現在、世間を大騒ぎさせている吉本興業の闇営業問題ですが、所属芸人の宮迫博之さん田村亮さんの内部告発とも言える衝撃的な記者会見ののち、岡本昭彦社長が前代未聞のグダグダ記者会見を開き益々火に油を注ぐ結果となっています。
全く論点がかみあっていなかったですよね。
そもそも闇営業をした芸人さん達が、今になって何故こんなに大騒ぎになるのか?
しかも保身から嘘をついてしまった謝罪会見を、何故会社は阻止しようとするのか?
吉本興業はそうまでしてこの問題をスル―したかった理由はなんなのか?と、本当は水面下でもっと大きな時限爆弾があるんじゃないの?と勘繰りたくなります。
また、同時に様々な人が指摘し、炎上しておりますが、最近、安倍政権と急接近している吉本興業は、NTTグループと共に教育事業に参画するとかで、その事業費になんと100億円もの税金が投じられるというのです。
(アゴラ)「吉本が国費100億で教育進出」4月の記事に「ありえない」と急炎上
100億の助成事業と言ったら、普通は相当精査されるはずですよ。暴力団との関係は特にですね。
しかも通常は国が「こんな事業をやります!」と決めたら、どこがやるかは入札になるはずで、我々なんかは、依存症の啓発がこの入札事業で行われるために毎年大変な苦労をしています。

=-=-=-=-=

• _取り組む課題_:
a: 吉本興業についての課題文によれば、教育事業の事業費として投じられるとされる税金の額はいくらですか。
b: 次の(i)～(iii)の記述が吉本興業についての課題文の内容と合致するかどうかを判定し、それぞれ判断の根拠となる箇所を原文どおり引用してください。
(i) 吉本興業はNTTグループと共に教育事業に参画するとされている。
(ii) 岡本昭彦社長の記者会見によって騒動は収まった。
(iii) 筆者は、依存症の啓発のための入札事業で毎年苦労していると述べている。
c: 吉本興業についての課題文の最後の文に続けて、その先を書いて示してください。
データを参照する必要はありません。

=-=-=-=-=

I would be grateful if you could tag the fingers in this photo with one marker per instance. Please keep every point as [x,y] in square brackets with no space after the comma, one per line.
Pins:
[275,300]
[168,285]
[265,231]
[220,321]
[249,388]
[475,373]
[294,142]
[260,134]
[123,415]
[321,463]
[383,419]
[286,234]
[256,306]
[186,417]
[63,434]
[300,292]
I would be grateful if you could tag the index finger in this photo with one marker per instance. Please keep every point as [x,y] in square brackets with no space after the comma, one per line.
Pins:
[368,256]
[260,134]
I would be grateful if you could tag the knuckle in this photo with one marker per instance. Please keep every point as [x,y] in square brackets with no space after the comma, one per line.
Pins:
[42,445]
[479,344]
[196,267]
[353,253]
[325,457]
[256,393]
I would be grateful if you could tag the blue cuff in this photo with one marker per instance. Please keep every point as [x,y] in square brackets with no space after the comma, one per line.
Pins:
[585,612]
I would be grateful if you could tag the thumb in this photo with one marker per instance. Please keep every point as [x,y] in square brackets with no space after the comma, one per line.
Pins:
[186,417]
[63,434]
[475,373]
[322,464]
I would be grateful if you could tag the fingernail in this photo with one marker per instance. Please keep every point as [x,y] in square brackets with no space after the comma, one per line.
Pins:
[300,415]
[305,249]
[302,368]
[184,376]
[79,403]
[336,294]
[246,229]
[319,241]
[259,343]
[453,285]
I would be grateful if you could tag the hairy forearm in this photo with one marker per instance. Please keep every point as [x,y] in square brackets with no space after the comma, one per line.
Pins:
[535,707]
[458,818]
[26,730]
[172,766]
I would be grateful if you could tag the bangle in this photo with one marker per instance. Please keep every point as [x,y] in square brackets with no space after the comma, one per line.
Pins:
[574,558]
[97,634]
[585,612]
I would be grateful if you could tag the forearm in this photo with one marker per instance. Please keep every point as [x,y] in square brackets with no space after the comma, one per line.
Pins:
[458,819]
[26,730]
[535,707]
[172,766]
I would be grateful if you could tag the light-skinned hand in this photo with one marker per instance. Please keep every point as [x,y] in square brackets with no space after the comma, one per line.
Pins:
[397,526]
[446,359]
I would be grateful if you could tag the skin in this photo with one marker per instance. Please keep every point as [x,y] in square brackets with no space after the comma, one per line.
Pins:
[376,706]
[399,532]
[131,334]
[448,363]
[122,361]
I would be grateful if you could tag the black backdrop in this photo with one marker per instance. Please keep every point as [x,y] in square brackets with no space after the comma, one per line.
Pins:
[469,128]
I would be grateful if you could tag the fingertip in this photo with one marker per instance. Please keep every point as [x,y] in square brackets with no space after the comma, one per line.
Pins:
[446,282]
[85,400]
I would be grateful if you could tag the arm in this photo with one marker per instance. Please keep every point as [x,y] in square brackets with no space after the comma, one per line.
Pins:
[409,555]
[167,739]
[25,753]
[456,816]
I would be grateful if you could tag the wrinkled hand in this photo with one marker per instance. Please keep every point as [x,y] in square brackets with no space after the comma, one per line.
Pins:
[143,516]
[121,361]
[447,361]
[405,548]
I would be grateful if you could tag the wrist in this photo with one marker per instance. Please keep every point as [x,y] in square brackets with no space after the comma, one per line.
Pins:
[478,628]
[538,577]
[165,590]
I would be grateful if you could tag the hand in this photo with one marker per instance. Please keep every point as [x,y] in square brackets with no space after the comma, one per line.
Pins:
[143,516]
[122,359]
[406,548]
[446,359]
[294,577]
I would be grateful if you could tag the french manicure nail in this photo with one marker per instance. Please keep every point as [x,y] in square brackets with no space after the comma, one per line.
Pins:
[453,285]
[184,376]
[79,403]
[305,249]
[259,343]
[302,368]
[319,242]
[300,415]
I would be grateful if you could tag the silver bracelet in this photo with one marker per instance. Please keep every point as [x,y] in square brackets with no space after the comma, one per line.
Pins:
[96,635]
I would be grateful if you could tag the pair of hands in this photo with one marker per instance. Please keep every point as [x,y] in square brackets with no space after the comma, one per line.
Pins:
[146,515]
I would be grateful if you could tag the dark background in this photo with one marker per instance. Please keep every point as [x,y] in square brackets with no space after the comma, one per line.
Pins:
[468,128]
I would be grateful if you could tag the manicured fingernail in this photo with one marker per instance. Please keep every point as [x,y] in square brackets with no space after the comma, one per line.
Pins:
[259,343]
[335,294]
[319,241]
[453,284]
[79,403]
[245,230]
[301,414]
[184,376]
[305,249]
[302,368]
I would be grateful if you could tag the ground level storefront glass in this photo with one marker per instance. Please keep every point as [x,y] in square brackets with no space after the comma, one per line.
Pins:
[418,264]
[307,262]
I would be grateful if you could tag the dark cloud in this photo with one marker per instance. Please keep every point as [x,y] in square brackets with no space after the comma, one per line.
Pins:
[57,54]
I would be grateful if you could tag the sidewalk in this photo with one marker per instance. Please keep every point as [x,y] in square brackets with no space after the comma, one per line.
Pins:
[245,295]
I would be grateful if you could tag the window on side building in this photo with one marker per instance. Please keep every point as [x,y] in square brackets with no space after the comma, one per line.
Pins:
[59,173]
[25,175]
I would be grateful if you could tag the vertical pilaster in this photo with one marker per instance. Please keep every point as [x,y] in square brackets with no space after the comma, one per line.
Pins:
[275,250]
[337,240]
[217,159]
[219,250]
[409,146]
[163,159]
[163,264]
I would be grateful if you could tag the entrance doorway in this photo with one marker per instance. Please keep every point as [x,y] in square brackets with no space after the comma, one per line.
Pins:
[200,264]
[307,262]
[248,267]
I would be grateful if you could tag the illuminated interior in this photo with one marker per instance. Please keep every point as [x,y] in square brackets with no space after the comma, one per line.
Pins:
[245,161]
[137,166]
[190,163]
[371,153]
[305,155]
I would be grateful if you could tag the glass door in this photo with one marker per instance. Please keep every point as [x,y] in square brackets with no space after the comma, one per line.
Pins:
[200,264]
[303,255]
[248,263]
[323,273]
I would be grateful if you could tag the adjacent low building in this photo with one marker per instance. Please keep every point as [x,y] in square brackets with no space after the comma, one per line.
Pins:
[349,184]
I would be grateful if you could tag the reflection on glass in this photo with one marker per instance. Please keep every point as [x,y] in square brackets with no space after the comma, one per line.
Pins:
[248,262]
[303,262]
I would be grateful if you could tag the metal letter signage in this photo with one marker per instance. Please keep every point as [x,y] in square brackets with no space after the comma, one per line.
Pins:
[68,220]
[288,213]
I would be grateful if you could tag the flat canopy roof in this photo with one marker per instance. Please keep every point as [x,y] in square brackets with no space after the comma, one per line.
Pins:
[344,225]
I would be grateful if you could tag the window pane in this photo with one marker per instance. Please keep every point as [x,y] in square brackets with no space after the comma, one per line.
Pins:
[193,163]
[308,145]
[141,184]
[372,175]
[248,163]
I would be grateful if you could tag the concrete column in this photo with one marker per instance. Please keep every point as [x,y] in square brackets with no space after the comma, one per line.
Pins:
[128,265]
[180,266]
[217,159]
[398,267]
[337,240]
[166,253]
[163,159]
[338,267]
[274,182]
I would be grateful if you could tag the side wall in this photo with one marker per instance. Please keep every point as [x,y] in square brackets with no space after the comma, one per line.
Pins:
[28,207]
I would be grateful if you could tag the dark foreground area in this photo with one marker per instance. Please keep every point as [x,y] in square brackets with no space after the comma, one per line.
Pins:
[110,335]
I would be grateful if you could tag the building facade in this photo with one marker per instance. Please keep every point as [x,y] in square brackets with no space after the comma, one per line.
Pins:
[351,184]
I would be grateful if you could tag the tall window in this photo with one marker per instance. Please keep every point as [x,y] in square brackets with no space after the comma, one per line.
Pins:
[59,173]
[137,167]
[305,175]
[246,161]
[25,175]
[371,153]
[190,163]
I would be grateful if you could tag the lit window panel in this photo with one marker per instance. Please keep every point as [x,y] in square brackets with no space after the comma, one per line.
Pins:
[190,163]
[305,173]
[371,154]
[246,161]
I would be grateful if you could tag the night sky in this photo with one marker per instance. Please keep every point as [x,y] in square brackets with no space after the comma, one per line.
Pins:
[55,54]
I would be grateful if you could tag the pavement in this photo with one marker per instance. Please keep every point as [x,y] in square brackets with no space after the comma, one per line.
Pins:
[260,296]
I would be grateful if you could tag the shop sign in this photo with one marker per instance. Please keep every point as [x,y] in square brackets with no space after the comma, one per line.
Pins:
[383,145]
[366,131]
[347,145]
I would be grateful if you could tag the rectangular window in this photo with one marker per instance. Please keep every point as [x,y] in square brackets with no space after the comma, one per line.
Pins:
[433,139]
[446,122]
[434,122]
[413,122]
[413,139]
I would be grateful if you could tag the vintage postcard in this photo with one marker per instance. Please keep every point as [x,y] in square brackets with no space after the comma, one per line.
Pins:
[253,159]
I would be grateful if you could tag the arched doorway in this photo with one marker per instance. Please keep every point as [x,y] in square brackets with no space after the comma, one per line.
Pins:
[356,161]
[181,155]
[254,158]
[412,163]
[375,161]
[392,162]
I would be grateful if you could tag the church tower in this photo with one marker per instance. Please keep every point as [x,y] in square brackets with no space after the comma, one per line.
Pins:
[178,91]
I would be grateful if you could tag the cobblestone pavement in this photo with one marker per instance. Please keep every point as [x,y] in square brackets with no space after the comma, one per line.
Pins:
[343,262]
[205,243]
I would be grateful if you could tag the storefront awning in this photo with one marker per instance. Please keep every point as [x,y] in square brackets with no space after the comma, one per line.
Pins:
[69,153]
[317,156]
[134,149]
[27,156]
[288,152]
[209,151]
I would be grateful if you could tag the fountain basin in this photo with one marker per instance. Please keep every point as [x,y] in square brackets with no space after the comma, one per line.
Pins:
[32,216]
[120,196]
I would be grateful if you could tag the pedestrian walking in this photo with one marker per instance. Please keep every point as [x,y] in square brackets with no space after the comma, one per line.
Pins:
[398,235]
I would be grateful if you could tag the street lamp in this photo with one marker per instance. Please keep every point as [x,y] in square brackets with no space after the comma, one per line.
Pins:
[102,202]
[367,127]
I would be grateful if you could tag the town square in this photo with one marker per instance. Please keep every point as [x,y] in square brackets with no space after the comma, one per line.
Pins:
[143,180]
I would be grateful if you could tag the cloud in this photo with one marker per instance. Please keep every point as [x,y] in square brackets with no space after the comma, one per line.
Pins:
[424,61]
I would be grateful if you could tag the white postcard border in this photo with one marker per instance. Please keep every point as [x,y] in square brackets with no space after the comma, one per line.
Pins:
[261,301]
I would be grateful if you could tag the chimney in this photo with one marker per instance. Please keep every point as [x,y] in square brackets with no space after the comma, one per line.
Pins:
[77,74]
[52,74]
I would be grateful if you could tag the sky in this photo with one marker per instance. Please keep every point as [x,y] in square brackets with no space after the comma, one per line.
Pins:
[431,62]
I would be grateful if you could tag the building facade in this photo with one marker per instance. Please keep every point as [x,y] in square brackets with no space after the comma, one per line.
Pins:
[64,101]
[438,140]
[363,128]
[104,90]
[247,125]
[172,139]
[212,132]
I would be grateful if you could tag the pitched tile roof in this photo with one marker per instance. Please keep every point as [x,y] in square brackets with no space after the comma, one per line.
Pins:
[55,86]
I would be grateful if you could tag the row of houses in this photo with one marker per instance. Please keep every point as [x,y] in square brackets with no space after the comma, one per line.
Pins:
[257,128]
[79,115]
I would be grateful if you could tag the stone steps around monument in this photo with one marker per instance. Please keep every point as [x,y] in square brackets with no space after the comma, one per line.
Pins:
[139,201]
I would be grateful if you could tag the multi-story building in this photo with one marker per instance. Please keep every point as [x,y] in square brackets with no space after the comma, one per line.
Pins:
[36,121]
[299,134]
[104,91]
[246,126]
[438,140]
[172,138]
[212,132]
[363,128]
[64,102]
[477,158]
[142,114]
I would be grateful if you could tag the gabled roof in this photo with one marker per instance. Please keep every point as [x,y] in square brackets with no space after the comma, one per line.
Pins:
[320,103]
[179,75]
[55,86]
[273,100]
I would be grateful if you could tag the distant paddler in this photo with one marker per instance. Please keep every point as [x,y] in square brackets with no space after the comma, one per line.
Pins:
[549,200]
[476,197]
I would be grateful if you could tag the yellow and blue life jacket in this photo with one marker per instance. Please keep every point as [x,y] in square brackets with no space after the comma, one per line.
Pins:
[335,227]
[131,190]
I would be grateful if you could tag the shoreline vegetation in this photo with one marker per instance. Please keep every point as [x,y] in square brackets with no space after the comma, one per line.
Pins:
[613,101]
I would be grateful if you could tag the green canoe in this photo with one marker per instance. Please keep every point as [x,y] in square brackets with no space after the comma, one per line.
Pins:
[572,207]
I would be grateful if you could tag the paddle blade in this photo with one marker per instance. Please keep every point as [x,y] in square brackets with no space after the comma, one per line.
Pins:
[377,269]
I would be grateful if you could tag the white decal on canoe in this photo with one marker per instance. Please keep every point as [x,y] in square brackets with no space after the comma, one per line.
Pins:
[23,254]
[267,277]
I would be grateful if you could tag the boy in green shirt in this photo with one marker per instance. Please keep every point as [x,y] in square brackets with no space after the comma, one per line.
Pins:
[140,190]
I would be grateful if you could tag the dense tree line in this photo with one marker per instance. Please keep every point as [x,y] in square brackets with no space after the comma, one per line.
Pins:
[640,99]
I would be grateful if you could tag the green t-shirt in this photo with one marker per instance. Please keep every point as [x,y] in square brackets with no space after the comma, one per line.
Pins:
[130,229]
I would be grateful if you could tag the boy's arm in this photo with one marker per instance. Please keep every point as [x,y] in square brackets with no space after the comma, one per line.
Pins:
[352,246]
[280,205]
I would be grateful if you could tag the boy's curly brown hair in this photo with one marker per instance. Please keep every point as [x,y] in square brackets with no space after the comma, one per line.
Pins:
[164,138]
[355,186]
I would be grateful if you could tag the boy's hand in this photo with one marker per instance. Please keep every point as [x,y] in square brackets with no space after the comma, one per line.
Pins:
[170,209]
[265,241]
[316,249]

=-=-=-=-=

• _解答例_:
a: 100億円です。

b:
(i) はい。「NTTグループと共に教育事業に参画する」
(ii) いいえ。「益々火に油を注ぐ結果となっています」
(iii) はい。「依存症の啓発がこの入札事業で行われるために毎年大変な苦労をしています」

c:
つまり「安かろう、悪かろう」でも入札は通ってしまうし、折角勝ち取ってきた助成金が使われずじまい…
ギャンブル依存症対策費なんてカジノ法案が通過した現在でも、予算なんか依存症全体で2億円UPになったにすぎず、しかもアルコールや薬物と分配していくと、ギャンブルにまわってくるのなんか本当に微々たるもの。
その上、そのわずかな予算ですら余らせてしまう…というこの国の入札制度に、当事者・家族の想いや努力は踏みにじられっぱなしです。
どれだけこの予算を、余らせずに我々に分配して欲しい!と願ったってそんなことは絶対にして貰えません。
なんせ依存症問題はこれまで我々の様な小さな民間団体が自主的に担ってきていて、我々には入札の権利すらないのですから。
しかしこの吉本興業の事業は、クールジャパン機構からの出資ということで、通常、税金が使われる際に行われる入札すらなく、吉本興業&NTTグループが決め打ちで100億円もの出資が受けられるようですが、一体どうしてこういう特権が一部企業のみ受けられるのか?このあたりが安倍政権の不可解なところです。
しかもこんなパワハラ丸出しの企業が、一体どんな教育事業を行うというのでしょうか?
社長や会長の意向で圧力をかけられ、社員全員が自由にものを言うこともできず、しかも社員が真剣にまさに決死の覚悟で告発すれば「あれは冗談でした!」と、誠意も正直さも、そして企業のトップとして1ミリの責任感もない企業ですよ?
こんな企業に子供のたちの教育なんかできるわけないじゃないですか。
いやむしろ人権やコンプライアンス教育を、吉本興業こそ受け直すべきじゃないですか?
さらに、この事業の中身を見てびっくりです!
沖縄からアジアへ「教育コンテンツ」を配信 吉本興業とNTTグループが国産プラットフォーム事業
吉本興業は21日、NTTグループの持ち株会社「日本電信電話」(NTT)と共同で、
教育分野を中心としたコンテンツを配信する国産プラットフォーム事業「Laugh & Peace_Mother(ラフ・アンド・ピース・マザー)powered by NTTGroup」を始めることを発表しました。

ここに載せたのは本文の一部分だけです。